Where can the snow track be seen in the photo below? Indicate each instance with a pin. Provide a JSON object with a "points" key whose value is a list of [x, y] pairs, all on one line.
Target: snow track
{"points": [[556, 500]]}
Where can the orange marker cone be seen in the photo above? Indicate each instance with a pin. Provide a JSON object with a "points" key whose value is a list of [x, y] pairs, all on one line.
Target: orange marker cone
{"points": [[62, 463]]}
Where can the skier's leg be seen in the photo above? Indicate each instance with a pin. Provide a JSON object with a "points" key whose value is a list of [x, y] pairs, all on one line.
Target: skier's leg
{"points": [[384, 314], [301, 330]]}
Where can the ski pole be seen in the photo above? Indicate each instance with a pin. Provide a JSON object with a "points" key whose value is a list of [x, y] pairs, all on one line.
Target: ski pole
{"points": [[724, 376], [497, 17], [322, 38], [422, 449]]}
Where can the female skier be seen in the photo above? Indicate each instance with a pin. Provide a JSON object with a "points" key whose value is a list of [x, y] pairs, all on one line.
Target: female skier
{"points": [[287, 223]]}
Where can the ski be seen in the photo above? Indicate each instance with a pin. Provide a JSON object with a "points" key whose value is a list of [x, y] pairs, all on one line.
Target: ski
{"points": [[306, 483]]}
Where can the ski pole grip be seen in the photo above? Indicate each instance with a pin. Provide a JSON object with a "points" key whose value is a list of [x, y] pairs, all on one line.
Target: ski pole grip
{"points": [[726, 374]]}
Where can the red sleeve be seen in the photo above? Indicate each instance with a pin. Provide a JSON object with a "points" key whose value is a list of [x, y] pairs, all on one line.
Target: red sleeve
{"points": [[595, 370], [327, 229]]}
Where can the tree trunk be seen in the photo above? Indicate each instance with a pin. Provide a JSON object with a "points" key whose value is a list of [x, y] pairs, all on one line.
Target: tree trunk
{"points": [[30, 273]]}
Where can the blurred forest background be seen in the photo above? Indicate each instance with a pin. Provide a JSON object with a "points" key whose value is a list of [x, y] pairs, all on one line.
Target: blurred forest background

────────

_Task directions_:
In this exercise, repeat all entries exactly.

_Task result_:
Where can the snow track be seen in the photo below? Indicate each instance with a pin. Provide a JSON object with a "points" key whose value is a list of [x, y] pairs, all on one line.
Target: snow track
{"points": [[556, 500]]}
Where can the orange marker cone be seen in the photo above? Indicate each instance with a pin. Provide a JSON object with a "points" key whose value is a list of [x, y] pairs, all on one line.
Target: orange marker cone
{"points": [[62, 463]]}
Where can the skier's leg be seen in the photo above? Indicate each instance with a pin. Provide a JSON object with a "points" key whose value is a list of [x, y] pairs, all on one line.
Target: skier's leg
{"points": [[384, 314], [301, 330]]}
Where can the ski pole be seen in the photo above? Indicate each instance with a pin. Provide a JSON object with a "points" key whose value is a list of [x, y] pairs, all on one line.
Target: ski pole
{"points": [[724, 376], [497, 17], [322, 38], [422, 449]]}
Where can the female skier be seen in the photo above? Indicate each instance with a pin. Provide a JSON object with a "points" key whose value is a list of [x, y] pairs, all on one line.
Target: female skier
{"points": [[287, 223]]}
Where can the ski be seen in the photo above? Indicate each instance with a pin. Provide a JSON object with a "points" key whose value is a list of [x, y] pairs, all on one line.
Target: ski
{"points": [[306, 483]]}
Where can the ski pole grip be seen in the photo above? Indicate each instance with a pin. Provide a JSON object with a "points" key whose value is a list of [x, y] pairs, all on one line.
Target: ski pole grip
{"points": [[726, 374]]}
Where can the red sleeve be seen in the photo above? Indicate each instance with a pin. Provide a JSON object with a "points" key whose value is a list of [x, y] pairs, all on one line.
Target: red sleeve
{"points": [[595, 370], [327, 229]]}
Where can the tree trunk be seen in the photo above? Indicate each instance with a pin. Provide a JSON object with a "points" key whose value is a list of [x, y] pairs, all on one line.
Target: tree trunk
{"points": [[30, 273]]}
Where can the blurred forest background be seen in the photo above? Indicate each instance with a pin. Provide a JSON object with a "points" key whose value is a list of [x, y] pairs, all on one line.
Target: blurred forest background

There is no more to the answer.